# START OF Reading passage

In order to interpretate the meaning of an action, we need a context. Situated action is the term that identifies an action considered in its specific context.
This is no breaking news, really, but for some reason we tend to think in absolute terms. The sky is blue. Vim is hard to learn. Users are clueless. This needs to be broken in order to work beyond the technical details of our software.
Just like we need to have runtime informations to understand bug reports on tecnical issues, it's important that we look at the situated actions when we try to understand non-technical issues like frustrations, difficulties in picking up concepts, lack of documentations, „suck“ reports („your software sux!“).
Looking at situated action is like looking at users and usage of your software including runtime informations. It sounds tremendously useful, isn't it?
We can go further and talk about situated identity: are you the same person when you go out with your friends and when you go out with your parents?
Our identity expresses itself in different ways as we continuously adjust our perception of ourselves with the frame of what we are allowed to do and say and be in a given context. This is natural, it happens all the time, and makes us wonderfully adaptive and successful in a wide variety of conditions.

# END OF Reading passage
# START OF Entries provided

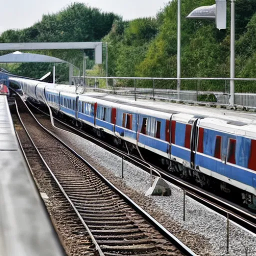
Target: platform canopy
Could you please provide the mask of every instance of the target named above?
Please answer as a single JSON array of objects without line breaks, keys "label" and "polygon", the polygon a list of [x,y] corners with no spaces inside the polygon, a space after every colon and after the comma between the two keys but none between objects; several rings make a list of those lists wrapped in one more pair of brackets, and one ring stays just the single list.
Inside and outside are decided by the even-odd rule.
[{"label": "platform canopy", "polygon": [[64,63],[65,60],[60,58],[42,55],[40,54],[28,54],[20,52],[14,52],[12,54],[0,56],[0,63],[14,63],[14,62],[52,62]]},{"label": "platform canopy", "polygon": [[216,4],[202,6],[192,10],[187,16],[187,18],[194,20],[215,20]]}]

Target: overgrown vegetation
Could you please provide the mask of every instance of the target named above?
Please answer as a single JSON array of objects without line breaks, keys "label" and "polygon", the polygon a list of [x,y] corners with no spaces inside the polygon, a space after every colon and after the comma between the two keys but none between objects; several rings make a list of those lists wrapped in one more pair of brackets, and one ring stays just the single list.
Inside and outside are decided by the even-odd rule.
[{"label": "overgrown vegetation", "polygon": [[[228,22],[226,30],[219,31],[214,22],[186,18],[194,8],[214,2],[215,0],[182,1],[182,77],[230,76],[230,22]],[[236,6],[236,76],[254,78],[256,1],[237,0]],[[229,20],[229,6],[228,10]],[[56,14],[44,16],[40,22],[31,28],[4,32],[0,42],[102,40],[108,44],[109,76],[176,77],[176,0],[170,2],[155,18],[145,18],[130,22],[123,20],[113,14],[100,12],[83,4],[74,4]],[[80,52],[48,51],[44,53],[54,54],[82,68],[82,54]],[[90,56],[91,59],[92,57]],[[46,66],[42,73],[46,72]],[[34,66],[34,64],[16,65],[14,70],[38,77],[41,74]],[[104,75],[105,67],[104,62],[102,66],[94,66],[88,74]],[[250,84],[251,88],[255,86],[252,84]],[[237,82],[236,84],[239,90],[248,90],[248,83]],[[187,82],[184,86],[190,89],[192,86]],[[223,82],[220,85],[216,82],[214,84],[206,82],[204,86],[212,90],[218,86],[222,88]]]}]

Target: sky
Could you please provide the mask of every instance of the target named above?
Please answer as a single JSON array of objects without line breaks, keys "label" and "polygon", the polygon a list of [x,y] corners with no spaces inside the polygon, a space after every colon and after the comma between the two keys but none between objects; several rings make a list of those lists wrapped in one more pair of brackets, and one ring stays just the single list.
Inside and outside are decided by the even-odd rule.
[{"label": "sky", "polygon": [[0,34],[8,29],[23,28],[41,20],[43,14],[56,12],[74,2],[84,2],[104,12],[112,12],[124,20],[154,16],[168,0],[3,0]]}]

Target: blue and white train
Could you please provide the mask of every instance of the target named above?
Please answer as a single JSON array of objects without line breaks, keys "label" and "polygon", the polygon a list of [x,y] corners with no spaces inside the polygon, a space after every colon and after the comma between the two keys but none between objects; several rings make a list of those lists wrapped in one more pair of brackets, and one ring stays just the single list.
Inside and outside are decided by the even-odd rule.
[{"label": "blue and white train", "polygon": [[[132,101],[100,94],[76,94],[74,86],[11,78],[28,98],[126,142],[193,178],[202,186],[235,190],[256,208],[256,115],[178,104]],[[150,155],[151,156],[151,155]]]}]

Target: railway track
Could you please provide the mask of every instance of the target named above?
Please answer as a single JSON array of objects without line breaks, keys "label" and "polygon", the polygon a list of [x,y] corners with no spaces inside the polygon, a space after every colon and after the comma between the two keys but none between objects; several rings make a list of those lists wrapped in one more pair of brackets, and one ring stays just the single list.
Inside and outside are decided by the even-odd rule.
[{"label": "railway track", "polygon": [[28,146],[28,140],[22,138],[28,161],[30,166],[38,166],[40,161],[43,172],[47,170],[50,174],[51,183],[58,185],[66,202],[68,200],[72,206],[70,214],[74,217],[76,212],[78,228],[81,224],[84,227],[83,232],[80,230],[78,234],[82,241],[86,241],[86,252],[106,256],[195,255],[40,124],[20,98],[16,106],[24,130],[34,147]]},{"label": "railway track", "polygon": [[[36,108],[33,105],[31,106]],[[44,114],[48,115],[47,113],[42,112],[40,110],[38,110]],[[40,115],[38,115],[38,117],[40,118]],[[84,138],[88,140],[115,154],[135,164],[144,170],[148,172],[150,172],[150,167],[148,164],[144,162],[137,156],[115,148],[110,144],[59,119],[55,118],[54,118],[54,119],[56,121],[54,122],[56,127],[78,134]],[[50,129],[50,128],[48,127],[48,128]],[[222,215],[228,218],[230,220],[232,220],[248,230],[256,233],[256,214],[254,212],[230,202],[227,200],[184,182],[181,178],[176,177],[157,166],[154,166],[154,168],[160,174],[164,180],[184,190],[187,196]]]}]

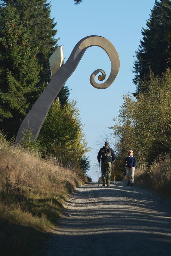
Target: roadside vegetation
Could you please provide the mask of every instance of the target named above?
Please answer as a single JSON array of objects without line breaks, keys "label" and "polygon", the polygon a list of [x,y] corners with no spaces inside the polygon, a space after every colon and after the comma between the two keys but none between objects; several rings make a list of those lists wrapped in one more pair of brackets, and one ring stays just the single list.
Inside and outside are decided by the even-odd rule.
[{"label": "roadside vegetation", "polygon": [[43,159],[35,149],[14,149],[2,135],[0,145],[1,253],[41,255],[39,246],[57,223],[64,199],[86,177],[80,169]]},{"label": "roadside vegetation", "polygon": [[[136,184],[170,200],[171,2],[155,1],[135,52],[136,91],[125,94],[110,128],[117,141],[116,172],[129,149],[137,160]],[[119,177],[119,175],[118,175]]]}]

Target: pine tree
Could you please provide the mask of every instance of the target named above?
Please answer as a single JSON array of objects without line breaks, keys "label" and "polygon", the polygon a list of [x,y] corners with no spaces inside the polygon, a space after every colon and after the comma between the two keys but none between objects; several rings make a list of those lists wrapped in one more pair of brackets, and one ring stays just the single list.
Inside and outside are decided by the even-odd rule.
[{"label": "pine tree", "polygon": [[28,111],[27,96],[35,91],[41,67],[37,49],[30,42],[30,31],[15,7],[8,4],[1,8],[0,24],[0,129],[11,137]]},{"label": "pine tree", "polygon": [[[50,79],[49,60],[56,49],[58,40],[54,38],[57,32],[54,29],[56,24],[50,18],[50,6],[46,2],[46,0],[0,1],[0,129],[8,132],[9,137],[16,135],[25,116]],[[12,10],[14,13],[10,16],[10,13],[12,11],[10,10]],[[13,26],[14,24],[15,26]],[[16,32],[18,26],[21,29],[20,35],[23,38],[20,38],[21,35],[19,36],[18,31]],[[7,48],[7,44],[9,46],[11,43],[11,49],[9,46]],[[23,48],[27,52],[22,51]],[[36,69],[33,70],[34,68]],[[4,74],[7,76],[8,81],[4,81],[6,79]],[[27,76],[29,79],[25,79]],[[9,86],[6,85],[9,81],[13,87],[15,87],[15,90],[13,87],[14,91],[12,86],[8,89]],[[67,98],[68,93],[67,90]],[[12,104],[9,102],[9,98]],[[11,125],[9,126],[9,122]]]},{"label": "pine tree", "polygon": [[159,75],[171,64],[171,2],[170,0],[155,0],[147,28],[142,29],[142,40],[140,49],[136,52],[136,60],[133,67],[135,74],[134,83],[137,92],[143,91],[144,76],[147,77],[150,70]]}]

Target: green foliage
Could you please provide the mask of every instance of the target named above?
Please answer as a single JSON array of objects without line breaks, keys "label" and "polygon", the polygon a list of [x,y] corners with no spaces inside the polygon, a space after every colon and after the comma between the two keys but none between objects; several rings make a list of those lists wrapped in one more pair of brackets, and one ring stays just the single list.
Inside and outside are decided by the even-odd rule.
[{"label": "green foliage", "polygon": [[151,72],[143,82],[146,90],[135,101],[129,94],[118,117],[110,127],[118,140],[119,155],[124,159],[131,149],[141,169],[150,164],[158,156],[170,152],[170,71],[161,77]]},{"label": "green foliage", "polygon": [[62,107],[64,106],[68,100],[70,90],[68,86],[64,84],[58,95]]},{"label": "green foliage", "polygon": [[35,136],[32,132],[33,129],[30,128],[29,122],[28,129],[27,130],[24,129],[24,132],[22,132],[23,136],[21,143],[22,147],[30,153],[34,152],[37,155],[38,154],[40,156],[42,149],[41,144],[41,139],[40,138],[38,141],[35,141]]},{"label": "green foliage", "polygon": [[[43,148],[64,165],[80,165],[89,149],[86,147],[83,126],[76,101],[62,107],[58,99],[52,104],[40,133]],[[87,163],[86,163],[87,167]]]},{"label": "green foliage", "polygon": [[156,0],[147,22],[147,28],[143,28],[142,40],[140,48],[136,52],[134,62],[134,82],[137,86],[137,92],[145,88],[142,80],[147,77],[149,69],[155,75],[161,75],[171,64],[171,2],[170,0]]},{"label": "green foliage", "polygon": [[27,96],[35,90],[41,68],[34,57],[37,50],[29,42],[30,31],[15,7],[9,4],[1,8],[0,24],[0,127],[6,133],[11,131],[11,137],[28,111]]},{"label": "green foliage", "polygon": [[0,2],[0,129],[9,138],[50,80],[58,40],[46,0]]}]

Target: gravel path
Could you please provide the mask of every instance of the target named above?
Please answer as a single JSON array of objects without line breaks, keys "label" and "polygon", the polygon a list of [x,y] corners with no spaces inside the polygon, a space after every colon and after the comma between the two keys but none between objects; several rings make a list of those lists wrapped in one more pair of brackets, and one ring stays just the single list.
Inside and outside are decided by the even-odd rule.
[{"label": "gravel path", "polygon": [[87,183],[66,202],[46,256],[169,256],[171,206],[125,182]]}]

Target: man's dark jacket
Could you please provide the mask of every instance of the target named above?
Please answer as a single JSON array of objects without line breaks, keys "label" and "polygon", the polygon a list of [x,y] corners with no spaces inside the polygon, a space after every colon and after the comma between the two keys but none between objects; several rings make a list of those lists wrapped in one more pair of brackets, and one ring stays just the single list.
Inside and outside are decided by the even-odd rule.
[{"label": "man's dark jacket", "polygon": [[98,153],[97,155],[97,160],[99,163],[100,162],[100,158],[101,156],[101,162],[102,163],[107,163],[109,162],[110,162],[112,163],[112,162],[116,160],[116,157],[113,153],[113,150],[111,148],[109,147],[109,146],[107,148],[107,151],[109,152],[109,150],[110,151],[110,153],[111,153],[111,155],[110,157],[106,157],[104,156],[102,153],[102,151],[103,150],[105,150],[106,149],[105,146],[104,146],[102,148],[100,148]]}]

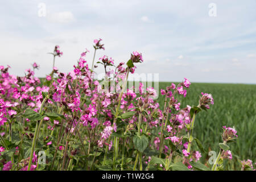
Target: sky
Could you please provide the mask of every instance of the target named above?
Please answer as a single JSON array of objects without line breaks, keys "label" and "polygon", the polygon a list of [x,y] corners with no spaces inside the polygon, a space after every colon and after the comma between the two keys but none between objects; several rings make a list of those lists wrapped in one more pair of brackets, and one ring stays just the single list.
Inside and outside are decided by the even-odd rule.
[{"label": "sky", "polygon": [[144,61],[135,72],[160,81],[256,84],[255,0],[0,1],[0,65],[11,74],[36,62],[35,75],[45,77],[56,45],[60,72],[72,71],[85,48],[90,68],[101,38],[96,61],[107,55],[117,64],[137,51]]}]

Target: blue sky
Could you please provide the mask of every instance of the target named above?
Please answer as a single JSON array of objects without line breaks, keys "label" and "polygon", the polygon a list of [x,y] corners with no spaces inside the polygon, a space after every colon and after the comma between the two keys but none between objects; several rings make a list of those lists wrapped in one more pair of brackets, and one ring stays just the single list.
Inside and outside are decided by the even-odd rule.
[{"label": "blue sky", "polygon": [[[38,15],[40,3],[46,16]],[[138,51],[144,63],[137,73],[159,73],[160,81],[255,84],[255,0],[2,1],[0,64],[23,75],[35,61],[36,75],[45,76],[52,64],[47,53],[57,44],[63,56],[56,65],[68,72],[85,48],[91,65],[93,41],[101,38],[105,51],[97,59],[118,64]]]}]

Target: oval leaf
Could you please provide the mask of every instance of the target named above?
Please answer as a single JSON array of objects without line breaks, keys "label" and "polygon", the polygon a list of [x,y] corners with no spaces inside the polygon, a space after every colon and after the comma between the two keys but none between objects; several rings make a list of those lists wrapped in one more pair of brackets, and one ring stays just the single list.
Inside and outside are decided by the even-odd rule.
[{"label": "oval leaf", "polygon": [[134,136],[133,137],[133,143],[135,148],[141,152],[143,152],[148,144],[148,140],[145,135]]}]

# END OF Entries provided

* _To be done_:
1. In the passage on situated action, what term identifies an action considered in its specific context?
2. Translate this sentence from the passage on situated action into Spanish: "This is natural, it happens all the time, and makes us wonderfully adaptive and successful in a wide variety of conditions."
3. Carry on the passage about situated action and identity from the point where it stops.

* _Answers for the tasks_:
1. Situated action.

2. Esto es natural, sucede todo el tiempo y nos hace maravillosamente adaptables y exitosos en una gran variedad de condiciones.

3.
Consider now that the whole point of software is changing our notion of what we can do: I install a piece of software to be able to do something that I wasn't able to do before, or that I could do differently. If software changes our notion of what we can do, then software itself situates the user!
Have you noticed that when run vim you are probably a bit different than when you run OpenOffice? Different softwares give you a different perception of what you can do and what you can't do, and this affects your situated identity. Software can make you feel smart, agile and powerful or goofy and vulnerable. The effects will be non-permanent until the advent of computerized body implants :)
If it can happen with editors, think of what can happen with communication software: we already reckon that people write „your software sux“ in a mailing list, but they will rarely attack you frontally like that in real life. In a mailing list you don't have empathy, while on real life you hopefully do. In a mailing list you don't see who's around, in real life you usually do. the situation changes, your identity changes as well.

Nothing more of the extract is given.